### [ACTIVITY]
Repeat the entries below exactly as they appear, with no pictures.

Image point grounding data
=== Begin Enclosure ===
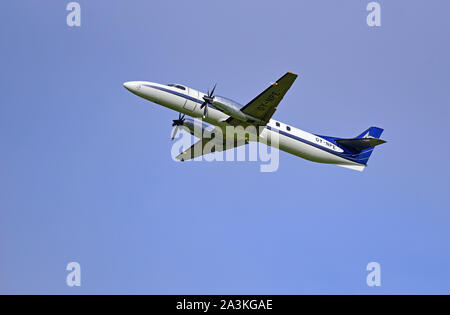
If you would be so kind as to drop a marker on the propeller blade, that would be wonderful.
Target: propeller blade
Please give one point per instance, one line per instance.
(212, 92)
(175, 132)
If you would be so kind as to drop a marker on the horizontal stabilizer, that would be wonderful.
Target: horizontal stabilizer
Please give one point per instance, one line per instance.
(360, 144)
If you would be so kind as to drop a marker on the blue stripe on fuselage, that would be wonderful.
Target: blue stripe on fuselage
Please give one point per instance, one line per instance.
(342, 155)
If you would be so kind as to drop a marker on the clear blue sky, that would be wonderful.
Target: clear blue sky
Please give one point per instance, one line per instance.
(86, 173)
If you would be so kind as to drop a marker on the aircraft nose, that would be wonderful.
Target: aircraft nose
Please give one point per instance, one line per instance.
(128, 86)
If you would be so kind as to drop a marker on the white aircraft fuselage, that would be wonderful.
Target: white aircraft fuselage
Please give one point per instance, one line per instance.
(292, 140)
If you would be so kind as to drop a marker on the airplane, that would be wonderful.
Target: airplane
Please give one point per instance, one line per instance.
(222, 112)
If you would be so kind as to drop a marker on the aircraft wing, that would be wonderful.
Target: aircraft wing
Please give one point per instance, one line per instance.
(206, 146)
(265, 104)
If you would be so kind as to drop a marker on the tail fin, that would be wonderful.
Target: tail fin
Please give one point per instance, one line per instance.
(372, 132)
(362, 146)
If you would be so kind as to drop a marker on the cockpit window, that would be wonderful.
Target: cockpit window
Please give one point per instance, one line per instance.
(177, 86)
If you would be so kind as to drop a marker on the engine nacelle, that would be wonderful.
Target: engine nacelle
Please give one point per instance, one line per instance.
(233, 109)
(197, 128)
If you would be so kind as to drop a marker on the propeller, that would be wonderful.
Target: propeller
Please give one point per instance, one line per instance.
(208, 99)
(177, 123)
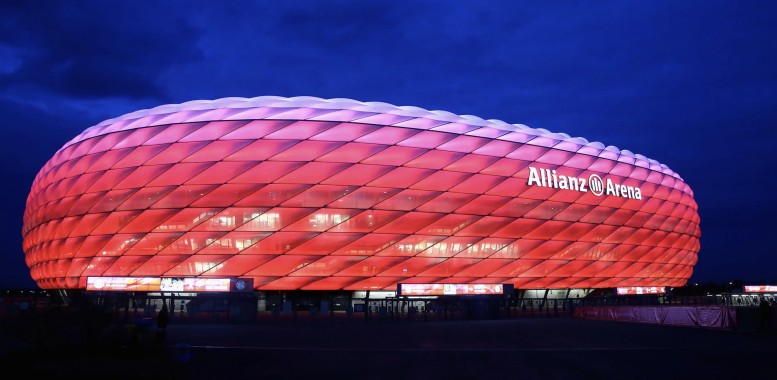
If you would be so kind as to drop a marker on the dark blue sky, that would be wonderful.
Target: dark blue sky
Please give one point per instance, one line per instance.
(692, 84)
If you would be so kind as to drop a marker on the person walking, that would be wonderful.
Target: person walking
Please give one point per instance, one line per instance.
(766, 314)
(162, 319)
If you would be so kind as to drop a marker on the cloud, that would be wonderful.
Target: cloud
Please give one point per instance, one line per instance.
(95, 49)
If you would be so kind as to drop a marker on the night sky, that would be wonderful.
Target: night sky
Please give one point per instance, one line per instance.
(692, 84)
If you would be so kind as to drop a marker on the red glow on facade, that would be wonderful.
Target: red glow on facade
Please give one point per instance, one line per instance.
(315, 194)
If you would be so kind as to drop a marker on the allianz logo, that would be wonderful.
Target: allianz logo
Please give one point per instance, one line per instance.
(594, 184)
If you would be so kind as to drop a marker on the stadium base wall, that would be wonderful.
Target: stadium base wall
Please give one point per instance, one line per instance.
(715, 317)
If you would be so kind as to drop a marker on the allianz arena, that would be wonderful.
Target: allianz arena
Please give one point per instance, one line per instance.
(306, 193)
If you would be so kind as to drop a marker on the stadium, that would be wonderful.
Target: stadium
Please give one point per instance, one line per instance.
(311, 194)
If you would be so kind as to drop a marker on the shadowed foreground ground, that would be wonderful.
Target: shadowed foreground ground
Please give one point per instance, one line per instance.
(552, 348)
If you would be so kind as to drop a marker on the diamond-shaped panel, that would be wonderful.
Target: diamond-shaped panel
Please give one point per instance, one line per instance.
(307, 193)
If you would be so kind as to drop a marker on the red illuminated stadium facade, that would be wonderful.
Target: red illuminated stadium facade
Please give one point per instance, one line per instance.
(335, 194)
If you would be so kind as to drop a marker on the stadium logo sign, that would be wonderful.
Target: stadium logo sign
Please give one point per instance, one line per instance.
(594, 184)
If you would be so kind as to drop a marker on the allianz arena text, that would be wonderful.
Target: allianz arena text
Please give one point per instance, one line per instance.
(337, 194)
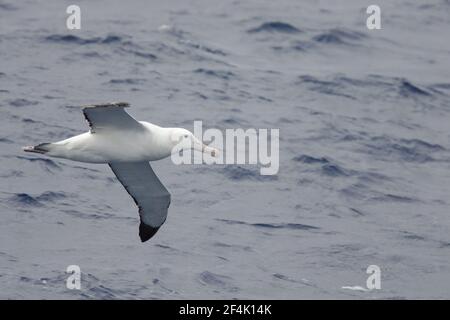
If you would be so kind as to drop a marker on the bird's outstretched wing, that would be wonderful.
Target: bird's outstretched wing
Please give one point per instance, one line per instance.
=== End Enclosure ===
### [OUTPUT]
If you would be so kind as to drop a marker on the propeller blade, that would be wonderful.
Target: propeller blade
Please give one point per instance, one line per instance.
(212, 92)
(175, 132)
If you would be so kind as to drop a marker on the horizontal stabilizer, that would be wonderful.
Target: horizontal stabilizer
Please give one point per instance, one line per instance.
(360, 144)
If you would be so kind as to drop a marker on the blue stripe on fuselage, that would be wonderful.
Target: blue stripe on fuselage
Please give one point per instance, one line per instance.
(342, 155)
If you would be so kind as to drop a marker on the clear blue sky, that would be wonderful.
Target: clear blue sky
Please give one point per instance, one line per instance.
(86, 173)
If you would be so kind as to drop a marker on the aircraft nose, that would be wonderful.
Target: aircraft nose
Please give one point per instance, one line per instance.
(128, 86)
If you would be so kind as to drop a marker on the white aircraft fuselage, that would be wonderful.
Target: white aircraft fuselage
Please give one point per instance, one line per instance.
(292, 140)
If you would be so kind as to drop a marker on the airplane, that would be wonderful.
Target: airplane
Please give one point per instance, one line per instance.
(222, 112)
If you would be so kind as to drop a marker on the aircraft wing, that would be wonderful.
Target: aircraft wing
Please give one point per instance, one line per instance.
(206, 146)
(265, 104)
If you would be so kind as to drop a marker on the tail fin, that would be wonderful.
Target: tail fin
Please give one point per instance, one line per instance.
(372, 132)
(362, 146)
If you would be so kind as to drop a marker on the cockpit window, that would be wonderful.
Target: cockpit window
Please give one point per instance, one line per instance.
(177, 86)
If you would be so kind as to drop a marker on the engine nacelle, that would be wonderful.
Target: engine nacelle
Please give one point per instance, one line per instance.
(233, 109)
(197, 128)
If you would be so kind as to drop a marker on the propeller, that would be wonderful.
Target: propeller
Please give one point per instance, one line per instance.
(208, 99)
(177, 123)
If you would be so kind as to drop a marker on the dark blue sky, that would be wonderful.
Target: dark blue sky
Please give one point per instance, one line per instance.
(692, 84)
If you would be so kind as to drop a marker on the person walking, that would be wonderful.
Target: person walking
Please give one point per instance, one line per instance.
(766, 314)
(162, 319)
If you would be so kind as to drop a marker on the cloud, that would be wonderful.
Target: cloud
Please give one point per instance, one line per instance.
(95, 49)
If you would be so kind as to drop a marker on the night sky, that would be wonderful.
Target: night sky
Please give one point per instance, one line per instance.
(692, 84)
If you would be so kind as to drop a marker on the red glow on facade, that would be wonderful.
Target: red glow on facade
Please give one point per instance, one line per instance.
(315, 194)
If you would be so kind as to drop a marker on the allianz logo, that would be wonderful.
Target: allianz logo
Please give one point per instance, one line per instance.
(594, 184)
If you would be so kind as to drop a marker on the stadium base wall, that would be wonderful.
Target: stadium base wall
Please give one point per instance, one line per instance.
(715, 317)
If you would be so kind as to drop a marker on the allianz arena, that would be wonderful.
Target: allianz arena
Please give one point per instance, one line per instance.
(306, 193)
If you would be so kind as to drop a marker on the stadium, that would be wonderful.
Target: stadium
Please give one point per instance, one line per instance.
(311, 194)
If you would be so kind as to drop a marker on the shadowed foreground ground, that would be wonderful.
Target: shadowed foreground ground
Please give one point per instance, one line per instance.
(552, 348)
If you would be so kind as to drop a marker on the diamond-shaped panel, that would be wonderful.
Target: diamond-shaped panel
Please give one point per instance, one line per instance.
(307, 193)
If you would be so kind as to drop a marker on the red illuminated stadium facade, that would be wonderful.
Target: red illuminated stadium facade
Please give one point per instance, one line per instance.
(335, 194)
If you would be so kind as to drop a marker on the stadium logo sign, that would be wonderful.
Target: stadium logo sign
Please give one point per instance, one line per instance.
(594, 184)
If you would be so kind as to drop a marker on the allianz arena text, that would be wonderful.
Target: allianz arena text
Please give one point per instance, one line per instance.
(337, 194)
If you would be so kind as to drop a marker on the bird's outstretched wing, that would be wonderful.
Target: bird's outstretched wing
Please give one point per instance, one line per instance.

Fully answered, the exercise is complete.